*Written instruction:*
Extend the blog post about employees denied life insurance benefits, picking up right after its last sentence.

Hundreds of employees were just denied life insurance benefits. Finch could have prevented it from happening.
In May 2023, the Wall Street Journal reported that hundreds of families who had diligently paid life insurance premiums were denied millions of dollars in death benefits. This unfortunate outcome stemmed from paperwork missteps made by both employers and insurance companies.
However, this situation could have been avoided with the assistance of Finch’s unified API, which bridges data silos to connect mission-critical employment data. In this blog post, we’ll delve into what happened and how Finch can help prevent such issues from happening again.
The report revealed that a leading life insurer had made errors resulting in over 200 denied claims, amounting to as much as $7 million, in recent years. The denial of these claims left families in a distressing situation, as they were rightfully expecting financial support during a difficult time.
Despite diligently paying life insurance premiums, employees were denied their life insurance benefits due to "paperwork errors" made by their employers. These errors specifically involved the failure to submit "evidence of good health" questionnaires, which are often required for employees to qualify for supplemental insurance beyond the basic coverage. As a result, the life insurance company did not approve the employees for supplemental life insurance, and their claims were denied.
For background, group life insurance is a common employee benefit, with coverage typically ranging from 1-2 times an employee's salary. Employers often offer supplemental insurance beyond the basic coverage, and employees contribute to it through their paychecks. However, to be eligible for this additional coverage, employees must fulfill certain criteria.
According to the carrier, the responsibility lies with employers, who must submit the required “Evidence of Good Health” form.
Employers often handle administrative tasks, including the calculation of premiums and ensuring that employees complete the necessary health forms for additional coverage. This allows insurers to offer life insurance to workers at relatively low costs and has been the standard practice for years according to the American Council of Life Insurers.

Stored entries:
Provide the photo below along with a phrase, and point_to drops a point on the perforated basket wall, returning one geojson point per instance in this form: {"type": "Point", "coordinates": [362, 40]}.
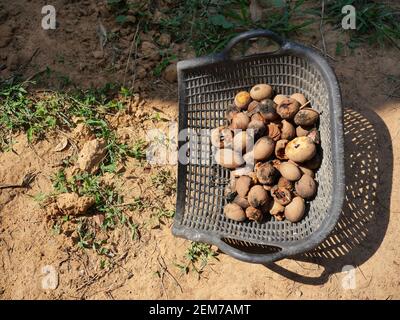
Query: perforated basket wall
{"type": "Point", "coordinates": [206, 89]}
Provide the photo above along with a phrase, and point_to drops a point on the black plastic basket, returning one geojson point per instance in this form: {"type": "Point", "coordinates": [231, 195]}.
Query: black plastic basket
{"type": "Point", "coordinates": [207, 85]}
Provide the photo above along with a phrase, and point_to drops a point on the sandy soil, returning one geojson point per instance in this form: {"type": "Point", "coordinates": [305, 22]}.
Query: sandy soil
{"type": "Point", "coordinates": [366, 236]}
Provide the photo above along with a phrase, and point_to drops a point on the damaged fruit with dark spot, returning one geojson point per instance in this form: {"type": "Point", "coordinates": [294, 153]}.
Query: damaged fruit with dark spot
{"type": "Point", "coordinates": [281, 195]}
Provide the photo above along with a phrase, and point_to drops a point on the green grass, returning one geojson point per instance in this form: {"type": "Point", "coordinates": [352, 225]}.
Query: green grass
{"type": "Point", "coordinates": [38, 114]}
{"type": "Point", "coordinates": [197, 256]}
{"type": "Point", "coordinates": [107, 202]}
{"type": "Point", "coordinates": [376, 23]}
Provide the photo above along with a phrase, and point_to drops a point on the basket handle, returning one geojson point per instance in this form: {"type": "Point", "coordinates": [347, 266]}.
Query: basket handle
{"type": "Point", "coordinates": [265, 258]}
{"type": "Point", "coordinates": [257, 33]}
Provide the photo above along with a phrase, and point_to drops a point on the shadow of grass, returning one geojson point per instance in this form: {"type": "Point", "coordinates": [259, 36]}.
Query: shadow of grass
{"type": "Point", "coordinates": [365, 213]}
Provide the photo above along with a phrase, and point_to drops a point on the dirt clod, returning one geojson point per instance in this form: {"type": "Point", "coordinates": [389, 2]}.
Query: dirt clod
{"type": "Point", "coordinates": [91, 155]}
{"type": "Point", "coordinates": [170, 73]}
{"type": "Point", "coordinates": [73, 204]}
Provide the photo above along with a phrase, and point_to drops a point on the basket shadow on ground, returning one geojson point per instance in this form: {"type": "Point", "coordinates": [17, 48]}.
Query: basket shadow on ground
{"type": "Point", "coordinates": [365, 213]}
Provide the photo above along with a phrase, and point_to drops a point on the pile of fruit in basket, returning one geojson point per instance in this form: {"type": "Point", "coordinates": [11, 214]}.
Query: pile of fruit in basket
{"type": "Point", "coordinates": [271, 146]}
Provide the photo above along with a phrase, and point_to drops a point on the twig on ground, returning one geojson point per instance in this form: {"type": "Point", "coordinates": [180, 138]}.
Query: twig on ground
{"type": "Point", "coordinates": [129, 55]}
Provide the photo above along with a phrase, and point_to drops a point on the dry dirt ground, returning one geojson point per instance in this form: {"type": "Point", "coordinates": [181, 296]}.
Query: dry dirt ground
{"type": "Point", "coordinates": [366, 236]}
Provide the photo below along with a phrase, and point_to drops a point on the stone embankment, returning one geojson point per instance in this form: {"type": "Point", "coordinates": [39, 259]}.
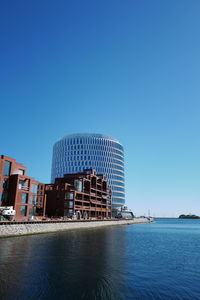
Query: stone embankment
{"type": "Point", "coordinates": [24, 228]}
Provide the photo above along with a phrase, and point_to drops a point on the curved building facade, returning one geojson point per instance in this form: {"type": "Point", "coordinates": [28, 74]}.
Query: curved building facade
==
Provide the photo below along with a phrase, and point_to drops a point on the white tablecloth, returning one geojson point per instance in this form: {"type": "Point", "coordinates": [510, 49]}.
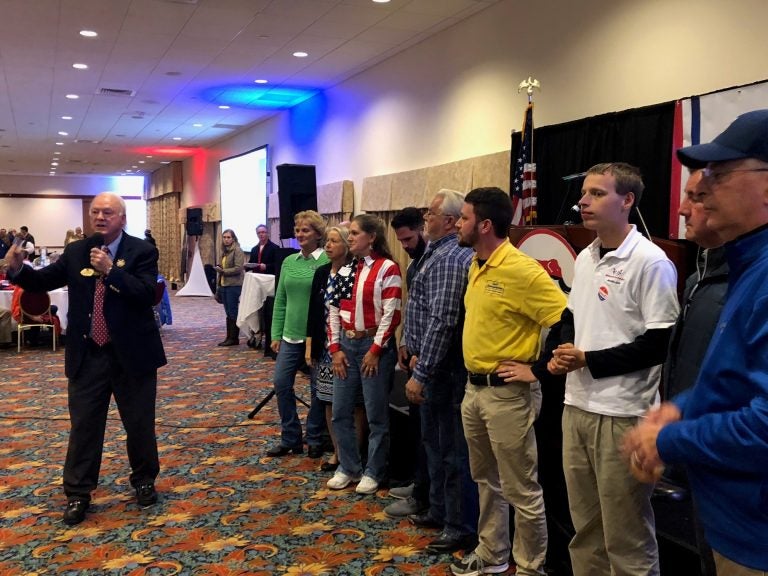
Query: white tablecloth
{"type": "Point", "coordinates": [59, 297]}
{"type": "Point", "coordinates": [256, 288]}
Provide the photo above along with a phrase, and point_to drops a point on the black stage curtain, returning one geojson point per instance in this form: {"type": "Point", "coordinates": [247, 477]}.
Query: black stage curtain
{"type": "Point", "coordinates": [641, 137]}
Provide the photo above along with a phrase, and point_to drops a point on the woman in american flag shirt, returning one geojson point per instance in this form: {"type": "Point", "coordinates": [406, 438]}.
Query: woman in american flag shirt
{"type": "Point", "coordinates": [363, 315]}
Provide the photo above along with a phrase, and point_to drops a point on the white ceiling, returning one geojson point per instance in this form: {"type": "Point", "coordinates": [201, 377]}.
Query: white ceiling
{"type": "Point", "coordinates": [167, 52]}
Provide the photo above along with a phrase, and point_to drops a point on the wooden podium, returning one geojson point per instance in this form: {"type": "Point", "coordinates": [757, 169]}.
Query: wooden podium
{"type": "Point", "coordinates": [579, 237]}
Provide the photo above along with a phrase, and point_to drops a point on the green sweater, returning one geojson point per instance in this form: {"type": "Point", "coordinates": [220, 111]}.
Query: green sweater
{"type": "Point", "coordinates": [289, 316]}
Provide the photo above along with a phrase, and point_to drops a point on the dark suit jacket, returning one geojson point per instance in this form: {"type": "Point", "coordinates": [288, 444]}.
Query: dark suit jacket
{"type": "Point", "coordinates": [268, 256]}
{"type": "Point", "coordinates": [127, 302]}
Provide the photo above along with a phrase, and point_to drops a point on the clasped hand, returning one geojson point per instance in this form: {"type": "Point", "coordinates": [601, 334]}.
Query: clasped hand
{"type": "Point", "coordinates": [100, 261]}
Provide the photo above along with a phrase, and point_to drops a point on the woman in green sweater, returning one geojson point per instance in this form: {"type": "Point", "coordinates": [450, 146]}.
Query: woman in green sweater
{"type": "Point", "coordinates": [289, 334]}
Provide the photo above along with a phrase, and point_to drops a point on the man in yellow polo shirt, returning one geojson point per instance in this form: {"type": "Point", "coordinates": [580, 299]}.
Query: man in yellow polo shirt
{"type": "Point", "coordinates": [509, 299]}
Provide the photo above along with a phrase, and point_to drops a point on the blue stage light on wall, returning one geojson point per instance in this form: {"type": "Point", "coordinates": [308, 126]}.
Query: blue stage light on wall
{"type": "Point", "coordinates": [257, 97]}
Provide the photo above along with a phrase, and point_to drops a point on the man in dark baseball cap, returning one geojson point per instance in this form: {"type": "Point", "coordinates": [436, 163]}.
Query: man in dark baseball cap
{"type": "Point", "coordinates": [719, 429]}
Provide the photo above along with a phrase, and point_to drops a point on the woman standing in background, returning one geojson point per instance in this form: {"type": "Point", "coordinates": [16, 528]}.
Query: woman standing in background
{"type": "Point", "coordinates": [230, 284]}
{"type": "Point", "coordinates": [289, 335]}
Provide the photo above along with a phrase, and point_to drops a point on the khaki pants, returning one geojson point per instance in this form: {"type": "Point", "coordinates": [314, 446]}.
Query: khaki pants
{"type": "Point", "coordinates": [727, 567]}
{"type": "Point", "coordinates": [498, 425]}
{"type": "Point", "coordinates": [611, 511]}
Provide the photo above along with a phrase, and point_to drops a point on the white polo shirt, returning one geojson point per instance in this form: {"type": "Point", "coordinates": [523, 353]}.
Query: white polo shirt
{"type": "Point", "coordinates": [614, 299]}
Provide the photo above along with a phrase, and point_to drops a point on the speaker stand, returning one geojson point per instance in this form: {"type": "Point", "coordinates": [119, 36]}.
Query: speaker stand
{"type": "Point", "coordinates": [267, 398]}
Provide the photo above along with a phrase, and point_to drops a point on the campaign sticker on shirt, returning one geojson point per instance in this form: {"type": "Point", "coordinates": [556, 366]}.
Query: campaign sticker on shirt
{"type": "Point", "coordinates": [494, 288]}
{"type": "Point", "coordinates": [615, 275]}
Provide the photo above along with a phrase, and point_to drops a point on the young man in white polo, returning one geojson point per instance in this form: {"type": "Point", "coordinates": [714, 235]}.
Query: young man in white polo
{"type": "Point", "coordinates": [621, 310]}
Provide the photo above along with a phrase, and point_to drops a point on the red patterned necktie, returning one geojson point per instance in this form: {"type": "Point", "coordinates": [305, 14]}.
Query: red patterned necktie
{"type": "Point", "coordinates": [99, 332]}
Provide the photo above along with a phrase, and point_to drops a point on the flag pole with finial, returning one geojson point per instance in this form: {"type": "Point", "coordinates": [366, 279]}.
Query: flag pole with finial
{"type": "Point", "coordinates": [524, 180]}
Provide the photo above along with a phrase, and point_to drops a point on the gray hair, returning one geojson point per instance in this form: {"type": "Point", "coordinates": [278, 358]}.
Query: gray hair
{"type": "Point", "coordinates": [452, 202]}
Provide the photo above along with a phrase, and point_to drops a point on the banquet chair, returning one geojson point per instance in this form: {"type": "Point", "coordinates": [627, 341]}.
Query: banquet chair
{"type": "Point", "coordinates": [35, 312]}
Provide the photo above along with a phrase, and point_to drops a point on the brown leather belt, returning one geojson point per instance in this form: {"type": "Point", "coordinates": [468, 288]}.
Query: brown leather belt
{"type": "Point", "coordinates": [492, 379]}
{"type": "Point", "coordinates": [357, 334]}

*The reply:*
But doesn’t the carrier also bear some responsibility too? While it may seem logical that the carrier should be accountable for the payouts since they accepted the premiums, the truth is carriers are often encumbered by siloed systems and flawed processes—which lead to clunky and error-prone data exchanges with employers. For example, premiums are often aggregated rather than individually specified in employer-administered programs, making it difficult to link specific premiums to individuals. Furthermore, some carriers only conduct audits when a death claim is filed, rather than beforehand.
The courts say both parties have a role to play in preventing these issues going forward. Carriers must improve communication with employers regarding their responsibilities, and employers must submit the appropriate paperwork on behalf of their employees. In this case, the carrier has agreed to notify its employer clients that they must confirm the approval of health forms for workers' supplemental coverage before deducting premiums from paychecks. At the same time, if employers fail to fulfill their obligations, they may be held liable for payouts to the beneficiaries.
At the end of the day, it’s about miscommunication between the carrier and employers, and inadequate sharing of data between them. And this problem isn’t unique to this case. Insurance carriers everywhere struggle with similar issues when it comes to collecting and managing data on individuals through their employer. In many instances, even leading insurers don’t have access to the technology they need to effectively tackle these challenges.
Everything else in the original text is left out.